◆ **Assigned task**
Output the listing below, all of it, exactly as given.

◆ **Supplied entries**
^^^^^^^^

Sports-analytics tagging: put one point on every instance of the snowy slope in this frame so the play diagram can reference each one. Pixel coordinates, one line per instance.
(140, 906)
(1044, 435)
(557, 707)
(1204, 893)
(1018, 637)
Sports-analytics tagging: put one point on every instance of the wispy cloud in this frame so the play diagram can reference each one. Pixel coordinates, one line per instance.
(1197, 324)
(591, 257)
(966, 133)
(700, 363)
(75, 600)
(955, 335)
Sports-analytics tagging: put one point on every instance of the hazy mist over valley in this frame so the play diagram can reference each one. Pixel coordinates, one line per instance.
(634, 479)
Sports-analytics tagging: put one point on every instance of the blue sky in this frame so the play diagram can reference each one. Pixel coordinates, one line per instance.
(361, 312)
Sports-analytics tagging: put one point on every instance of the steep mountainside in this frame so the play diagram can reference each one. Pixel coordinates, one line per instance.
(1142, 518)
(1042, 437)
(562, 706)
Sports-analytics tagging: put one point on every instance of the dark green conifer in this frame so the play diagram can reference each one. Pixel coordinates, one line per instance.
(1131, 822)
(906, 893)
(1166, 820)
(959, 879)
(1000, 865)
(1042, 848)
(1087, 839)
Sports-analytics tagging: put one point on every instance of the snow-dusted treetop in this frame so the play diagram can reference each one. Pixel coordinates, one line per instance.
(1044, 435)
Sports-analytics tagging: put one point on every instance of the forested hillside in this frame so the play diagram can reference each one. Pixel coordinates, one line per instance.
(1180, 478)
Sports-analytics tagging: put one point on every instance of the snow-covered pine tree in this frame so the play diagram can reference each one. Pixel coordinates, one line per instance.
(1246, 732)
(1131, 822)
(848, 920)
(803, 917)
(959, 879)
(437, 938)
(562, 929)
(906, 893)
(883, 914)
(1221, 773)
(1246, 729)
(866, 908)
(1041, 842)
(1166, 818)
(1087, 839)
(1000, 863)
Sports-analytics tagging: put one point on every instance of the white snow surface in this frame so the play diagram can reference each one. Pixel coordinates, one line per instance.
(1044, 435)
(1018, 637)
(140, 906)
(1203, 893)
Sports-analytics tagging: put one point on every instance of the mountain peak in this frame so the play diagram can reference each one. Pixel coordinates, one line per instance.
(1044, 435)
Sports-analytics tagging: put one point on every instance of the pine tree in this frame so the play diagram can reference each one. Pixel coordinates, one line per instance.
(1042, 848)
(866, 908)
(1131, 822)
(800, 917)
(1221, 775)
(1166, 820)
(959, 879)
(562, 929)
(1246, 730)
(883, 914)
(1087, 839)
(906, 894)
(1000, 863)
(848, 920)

^^^^^^^^

◆ **Response**
Sports-analytics tagging: put one point on every instance of the snowy slope in this frame so the play diagram can reference each one. Pixel coordinates, one line per instance.
(140, 906)
(1044, 435)
(557, 707)
(1204, 893)
(1018, 637)
Sports-analytics tagging: put one point on every instance of the wispy cloud in this frame so the play diagram can reference each one. Pixel coordinates, one line per instance.
(1197, 324)
(591, 257)
(966, 133)
(700, 363)
(75, 600)
(955, 335)
Sports-analytics tagging: put one point on every instance of the hazy mist over valley in this frame so the play diagram can reference each one. Pixel coordinates, one line per instance.
(634, 479)
Sports-analytics tagging: put one point on every instance of the blue sky in this frame so the play diagram can reference each one. Pixel coordinates, one line per instance.
(361, 312)
Sports-analytics tagging: put one point on every instance of the steep mountainside in this frame so the play diagram can reference each one. Pixel coordinates, one line per instance.
(1142, 518)
(1042, 437)
(562, 706)
Sports-analytics tagging: put one point on every instance of the dark green conifer in this frame so the play diagram can reference each one. Pixel coordinates, one line per instance.
(1131, 822)
(906, 893)
(1166, 820)
(959, 879)
(1000, 865)
(1042, 848)
(1087, 839)
Sports-analytics tagging: put one point on every instance of the snow-dusted treetop in this frame so the play diagram can reference each one. Pixel coordinates, one line per instance.
(1044, 435)
Sports-analytics tagging: put one point on every instance of the forested hillside in this frame so the play diagram can reference each one. Pixel coordinates, one line per instance.
(1180, 478)
Sports-analytics tagging: put one point on every instance of the snow-covered pine tree in this frame so the play diagram can reference each one. Pixel coordinates, one line per instance.
(1246, 732)
(1131, 822)
(848, 920)
(803, 917)
(959, 879)
(437, 938)
(562, 929)
(906, 893)
(883, 914)
(1221, 773)
(1246, 729)
(866, 908)
(1041, 842)
(1166, 818)
(1087, 839)
(1000, 863)
Sports-analytics tagging: put one point on every instance of the white snow surface in this frame so the play diagram can reference each one. Pixel coordinates, one line per instance.
(1044, 435)
(1018, 637)
(140, 906)
(1203, 893)
Sports-analytics tagging: put one point on every instance of the mountain peak in this frame so the play diagram can reference each one. Pixel coordinates, one line per instance.
(1044, 435)
Sports-analytics tagging: put one point on every instance of the pine tree in this frame so the play diagram can reference each one. Pixel coordinates, one line per instance.
(1042, 848)
(866, 908)
(1131, 822)
(800, 917)
(1221, 775)
(1166, 820)
(959, 879)
(562, 929)
(1246, 730)
(883, 914)
(1087, 839)
(906, 894)
(1000, 863)
(848, 920)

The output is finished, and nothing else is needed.